ENTRIES PROVIDED:
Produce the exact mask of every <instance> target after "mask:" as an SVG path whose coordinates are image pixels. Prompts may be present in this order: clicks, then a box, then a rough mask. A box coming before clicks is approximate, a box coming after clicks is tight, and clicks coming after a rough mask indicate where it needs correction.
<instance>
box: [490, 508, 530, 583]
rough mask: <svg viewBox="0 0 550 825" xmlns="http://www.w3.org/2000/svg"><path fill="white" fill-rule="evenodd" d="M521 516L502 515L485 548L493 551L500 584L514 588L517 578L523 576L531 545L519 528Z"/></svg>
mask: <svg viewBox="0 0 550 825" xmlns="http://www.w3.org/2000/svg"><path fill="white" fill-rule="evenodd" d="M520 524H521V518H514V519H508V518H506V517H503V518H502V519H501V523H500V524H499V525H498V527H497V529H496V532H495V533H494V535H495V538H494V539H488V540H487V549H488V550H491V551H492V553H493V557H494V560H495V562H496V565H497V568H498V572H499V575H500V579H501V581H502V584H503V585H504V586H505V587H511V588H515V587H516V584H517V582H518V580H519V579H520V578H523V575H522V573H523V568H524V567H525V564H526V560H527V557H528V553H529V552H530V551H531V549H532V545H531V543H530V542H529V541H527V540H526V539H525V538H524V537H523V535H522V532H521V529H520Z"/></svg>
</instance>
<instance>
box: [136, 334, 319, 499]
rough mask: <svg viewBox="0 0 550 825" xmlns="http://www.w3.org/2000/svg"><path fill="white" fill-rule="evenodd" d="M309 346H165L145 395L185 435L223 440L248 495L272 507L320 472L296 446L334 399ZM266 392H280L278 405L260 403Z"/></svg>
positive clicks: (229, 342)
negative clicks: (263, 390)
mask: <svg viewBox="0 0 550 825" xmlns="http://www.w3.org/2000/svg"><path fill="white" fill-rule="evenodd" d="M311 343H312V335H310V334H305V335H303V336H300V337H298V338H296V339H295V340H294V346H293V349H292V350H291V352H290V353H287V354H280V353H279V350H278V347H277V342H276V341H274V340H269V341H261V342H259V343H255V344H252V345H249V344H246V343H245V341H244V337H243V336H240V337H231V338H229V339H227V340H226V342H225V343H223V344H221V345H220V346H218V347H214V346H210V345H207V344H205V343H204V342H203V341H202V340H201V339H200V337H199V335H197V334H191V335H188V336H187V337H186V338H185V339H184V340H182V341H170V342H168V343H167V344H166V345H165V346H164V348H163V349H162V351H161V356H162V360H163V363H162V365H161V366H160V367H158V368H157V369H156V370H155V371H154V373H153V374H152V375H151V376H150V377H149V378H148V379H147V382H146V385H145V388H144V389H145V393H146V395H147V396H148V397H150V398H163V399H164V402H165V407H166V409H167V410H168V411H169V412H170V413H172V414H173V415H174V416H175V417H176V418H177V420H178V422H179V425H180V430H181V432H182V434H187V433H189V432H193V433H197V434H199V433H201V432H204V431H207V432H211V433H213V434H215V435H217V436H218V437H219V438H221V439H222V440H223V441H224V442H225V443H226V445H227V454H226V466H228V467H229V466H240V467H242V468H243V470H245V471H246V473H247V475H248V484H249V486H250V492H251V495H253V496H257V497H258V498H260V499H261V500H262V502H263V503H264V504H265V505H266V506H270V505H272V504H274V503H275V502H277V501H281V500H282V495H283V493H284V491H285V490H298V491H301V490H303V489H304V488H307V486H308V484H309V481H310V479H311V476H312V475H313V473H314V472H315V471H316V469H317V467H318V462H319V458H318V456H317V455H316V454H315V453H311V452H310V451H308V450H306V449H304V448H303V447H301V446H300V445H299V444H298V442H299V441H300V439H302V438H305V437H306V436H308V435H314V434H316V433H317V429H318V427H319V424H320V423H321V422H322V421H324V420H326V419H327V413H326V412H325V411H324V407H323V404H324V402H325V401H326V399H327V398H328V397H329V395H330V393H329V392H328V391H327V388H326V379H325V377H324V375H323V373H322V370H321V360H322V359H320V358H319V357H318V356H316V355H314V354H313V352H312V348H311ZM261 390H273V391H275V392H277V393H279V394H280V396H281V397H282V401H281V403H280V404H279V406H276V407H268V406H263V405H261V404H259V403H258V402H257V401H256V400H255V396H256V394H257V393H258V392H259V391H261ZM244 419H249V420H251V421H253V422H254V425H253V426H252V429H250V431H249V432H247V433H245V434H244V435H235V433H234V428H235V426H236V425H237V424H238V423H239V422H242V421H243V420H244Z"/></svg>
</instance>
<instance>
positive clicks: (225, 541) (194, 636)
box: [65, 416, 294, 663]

ASSIGNMENT: Would you restate exactly the lines of the material above, from its opening line through the line with "box: [490, 508, 530, 583]", and output only those?

ANSWER TO THIS TASK:
Produce the exact mask of every <instance> target after "mask:" as an SVG path whose coordinates are image pixels. Prompts may be present in this order: clicks, then a box, then a rough mask. A box coming before clicks is approximate, a box coming after clicks is tight, and clicks coming after a rough mask indicate where it needs correction.
<instance>
box: [490, 508, 530, 583]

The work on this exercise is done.